## TASK STATEMENT:
Without the images, repeat every line of the listing verbatim.

┌─ DATA SHOWN

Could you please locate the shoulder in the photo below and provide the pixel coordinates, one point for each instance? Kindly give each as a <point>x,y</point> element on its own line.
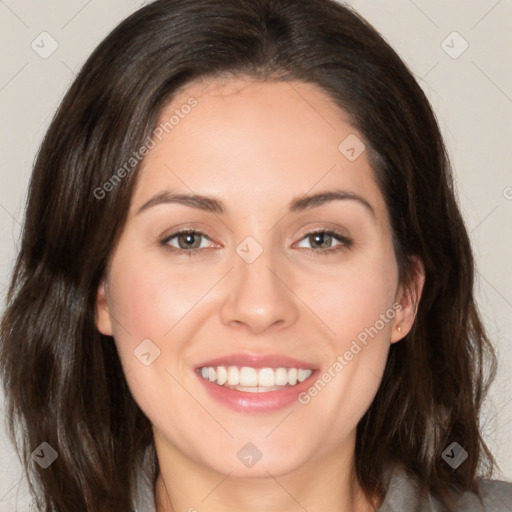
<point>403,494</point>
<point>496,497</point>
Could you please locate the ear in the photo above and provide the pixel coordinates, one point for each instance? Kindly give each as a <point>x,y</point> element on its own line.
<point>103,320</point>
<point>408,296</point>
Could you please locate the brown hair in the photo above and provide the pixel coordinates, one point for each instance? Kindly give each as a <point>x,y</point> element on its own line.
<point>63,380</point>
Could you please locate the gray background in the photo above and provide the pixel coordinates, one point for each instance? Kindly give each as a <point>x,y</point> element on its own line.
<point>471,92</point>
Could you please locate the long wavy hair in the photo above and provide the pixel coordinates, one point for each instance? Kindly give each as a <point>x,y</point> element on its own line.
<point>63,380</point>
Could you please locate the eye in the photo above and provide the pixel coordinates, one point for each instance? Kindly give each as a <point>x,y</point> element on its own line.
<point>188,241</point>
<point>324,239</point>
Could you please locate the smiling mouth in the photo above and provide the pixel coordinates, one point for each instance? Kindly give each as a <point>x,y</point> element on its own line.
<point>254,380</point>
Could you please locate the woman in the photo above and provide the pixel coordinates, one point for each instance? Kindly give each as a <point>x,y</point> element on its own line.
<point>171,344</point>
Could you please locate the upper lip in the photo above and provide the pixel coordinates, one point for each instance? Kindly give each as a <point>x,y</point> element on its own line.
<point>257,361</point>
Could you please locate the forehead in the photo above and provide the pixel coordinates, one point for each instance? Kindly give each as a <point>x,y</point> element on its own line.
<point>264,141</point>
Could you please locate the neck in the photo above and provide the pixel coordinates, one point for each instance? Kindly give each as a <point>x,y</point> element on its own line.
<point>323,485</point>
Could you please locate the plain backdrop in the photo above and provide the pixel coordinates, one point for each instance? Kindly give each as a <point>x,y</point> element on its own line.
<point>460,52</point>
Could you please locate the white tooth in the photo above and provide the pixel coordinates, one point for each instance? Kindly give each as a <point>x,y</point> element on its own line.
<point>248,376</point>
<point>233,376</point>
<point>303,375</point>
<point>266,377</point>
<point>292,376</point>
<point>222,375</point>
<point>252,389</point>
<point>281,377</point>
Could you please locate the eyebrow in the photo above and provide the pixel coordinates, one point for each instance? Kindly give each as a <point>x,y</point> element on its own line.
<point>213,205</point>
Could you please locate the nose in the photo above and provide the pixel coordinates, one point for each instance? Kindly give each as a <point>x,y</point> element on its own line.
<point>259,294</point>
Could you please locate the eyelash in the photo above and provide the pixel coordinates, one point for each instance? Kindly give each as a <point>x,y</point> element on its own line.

└─

## RESPONSE AREA:
Could you please locate the shoulder in the photo below and provide the pixel coordinates, one point for each instance? Kindly give each as a <point>x,y</point> element on its own line.
<point>403,494</point>
<point>496,497</point>
Could you please locate the ear in the photo above and provide the pixel coordinates, one point for each instance? Kindly give each as a <point>x,y</point> element on its own line.
<point>103,320</point>
<point>408,296</point>
Could you please locate the brown hair in the photo above and provide the pixel coordinates, one point for each instance? Kindly give each as a <point>x,y</point> element on its own line.
<point>63,380</point>
Could you please locate the gray background in the photo above and provide the pixel coordinates, one point for each instance? Kindly give each as a <point>x,y</point> element on its own line.
<point>471,92</point>
Could you please locate the long wavy hair in the photo above and provide the pixel coordinates, one point for each instance? Kindly give each as a <point>x,y</point> element on its own line.
<point>63,380</point>
Could you please locate the eye in the photo above and provide the pixel coordinates, one point for each instance? Kindly give each as a <point>x,y</point> element on its own line.
<point>188,241</point>
<point>324,239</point>
Could you please locate the smiling mouth in the photo above and provide the pixel coordinates, one point for each instance? Kindly give each as a <point>x,y</point> element on its own line.
<point>254,380</point>
Could you please locate the woman in the photo above and provide the pixel coordinates, one point for each instance? Kindly give each as a <point>x,y</point> element on its own line.
<point>171,344</point>
Could you please locate the upper lip in the photo above and provide the pixel coordinates, one point for each instance? Kindly give each as a <point>x,y</point> element on its own line.
<point>257,361</point>
Could you please locate the forehead in the photo above and provide the pixel coordinates, one point for each instance? Kindly give each as a <point>x,y</point> element on its own line.
<point>264,141</point>
Could you please locate the neck in the photo above and provide the pixel coordinates, one point for each instance? Kindly give each as a <point>x,y</point> element on its own line.
<point>323,485</point>
Could you please locate the plain backdrop in the photo above and provide the pixel coordinates, one point for each instance? Kindly give each as a <point>x,y</point> element on its own line.
<point>460,52</point>
Could you please locate the white tooth in the photo above and provide the pixel coordinates, one point for each instance? Kindly give each as a <point>x,y</point> element on its own line.
<point>248,376</point>
<point>233,376</point>
<point>303,375</point>
<point>266,377</point>
<point>292,376</point>
<point>222,375</point>
<point>252,389</point>
<point>281,377</point>
Could you please locate the eyebrow in the photo above and provide the pixel coordinates, one point for each instance? Kindly give each as a <point>x,y</point> element on its own line.
<point>213,205</point>
Could you please locate the nose in the photo above and provide the pixel coordinates, one point for each instance? Kindly give each as a <point>x,y</point> element on its own line.
<point>259,294</point>
Could you please locate the eyelash in the photo above and provide the pixel coordinates, one point for each instance? Kindly give each as a <point>x,y</point> element on its own line.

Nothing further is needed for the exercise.